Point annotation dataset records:
★ ★ ★

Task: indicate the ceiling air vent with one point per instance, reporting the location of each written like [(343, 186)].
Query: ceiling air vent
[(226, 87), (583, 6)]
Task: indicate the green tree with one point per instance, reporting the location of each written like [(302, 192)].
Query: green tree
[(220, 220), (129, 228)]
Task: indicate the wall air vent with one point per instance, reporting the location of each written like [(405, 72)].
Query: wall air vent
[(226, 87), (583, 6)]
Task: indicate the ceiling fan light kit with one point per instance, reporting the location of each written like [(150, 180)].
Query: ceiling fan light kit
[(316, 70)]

★ ★ ★

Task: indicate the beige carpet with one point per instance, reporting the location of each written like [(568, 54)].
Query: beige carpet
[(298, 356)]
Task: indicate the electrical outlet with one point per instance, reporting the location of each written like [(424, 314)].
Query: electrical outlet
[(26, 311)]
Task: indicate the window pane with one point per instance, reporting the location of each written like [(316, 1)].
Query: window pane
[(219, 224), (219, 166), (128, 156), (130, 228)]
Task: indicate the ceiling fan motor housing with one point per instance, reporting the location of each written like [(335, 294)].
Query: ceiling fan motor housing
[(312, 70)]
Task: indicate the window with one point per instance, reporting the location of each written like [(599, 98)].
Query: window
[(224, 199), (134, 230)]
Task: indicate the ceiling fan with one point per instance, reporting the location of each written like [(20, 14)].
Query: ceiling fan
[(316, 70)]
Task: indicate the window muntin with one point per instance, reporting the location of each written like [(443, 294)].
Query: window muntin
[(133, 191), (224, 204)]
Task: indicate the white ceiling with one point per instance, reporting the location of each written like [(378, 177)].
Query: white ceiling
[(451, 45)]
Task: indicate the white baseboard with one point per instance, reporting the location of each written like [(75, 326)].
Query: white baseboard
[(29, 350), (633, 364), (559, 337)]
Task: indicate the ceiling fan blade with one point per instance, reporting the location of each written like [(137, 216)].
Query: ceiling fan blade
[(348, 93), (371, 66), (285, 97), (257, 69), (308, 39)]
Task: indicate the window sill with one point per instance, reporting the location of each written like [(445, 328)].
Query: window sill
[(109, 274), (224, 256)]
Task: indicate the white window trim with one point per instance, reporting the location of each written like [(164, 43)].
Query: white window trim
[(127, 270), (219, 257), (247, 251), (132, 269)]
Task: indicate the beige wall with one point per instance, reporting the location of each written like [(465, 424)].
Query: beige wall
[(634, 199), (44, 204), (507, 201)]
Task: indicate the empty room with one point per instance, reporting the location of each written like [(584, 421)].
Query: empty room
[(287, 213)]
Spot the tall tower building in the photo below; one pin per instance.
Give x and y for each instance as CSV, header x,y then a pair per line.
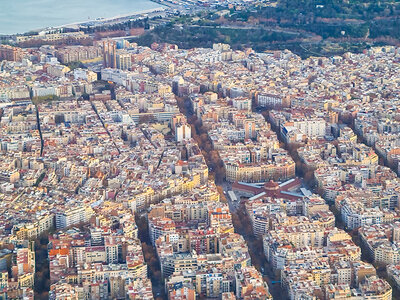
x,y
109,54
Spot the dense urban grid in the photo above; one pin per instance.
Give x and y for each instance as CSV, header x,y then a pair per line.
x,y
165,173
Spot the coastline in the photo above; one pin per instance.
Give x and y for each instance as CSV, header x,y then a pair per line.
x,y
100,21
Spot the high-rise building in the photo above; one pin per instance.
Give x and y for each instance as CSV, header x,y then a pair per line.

★ ★ ★

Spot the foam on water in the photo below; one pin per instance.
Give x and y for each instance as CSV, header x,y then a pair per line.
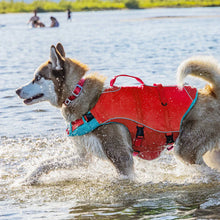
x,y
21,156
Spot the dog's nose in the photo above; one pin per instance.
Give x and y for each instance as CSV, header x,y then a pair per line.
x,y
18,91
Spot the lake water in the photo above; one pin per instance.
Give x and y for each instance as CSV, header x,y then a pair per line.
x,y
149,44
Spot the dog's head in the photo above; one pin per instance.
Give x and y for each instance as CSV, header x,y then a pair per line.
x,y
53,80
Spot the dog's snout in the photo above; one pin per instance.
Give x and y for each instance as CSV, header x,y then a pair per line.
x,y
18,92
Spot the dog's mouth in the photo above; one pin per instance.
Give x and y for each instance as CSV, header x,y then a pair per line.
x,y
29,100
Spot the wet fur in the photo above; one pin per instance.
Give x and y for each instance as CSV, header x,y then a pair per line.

★ ★ ★

Instructions to follow:
Find each line in the records above that contains the word "trim", and copy those lines.

Full output:
Task: indicate the white window trim with one point per instance, reporting the location of each written like [(164, 43)].
Query: white window trim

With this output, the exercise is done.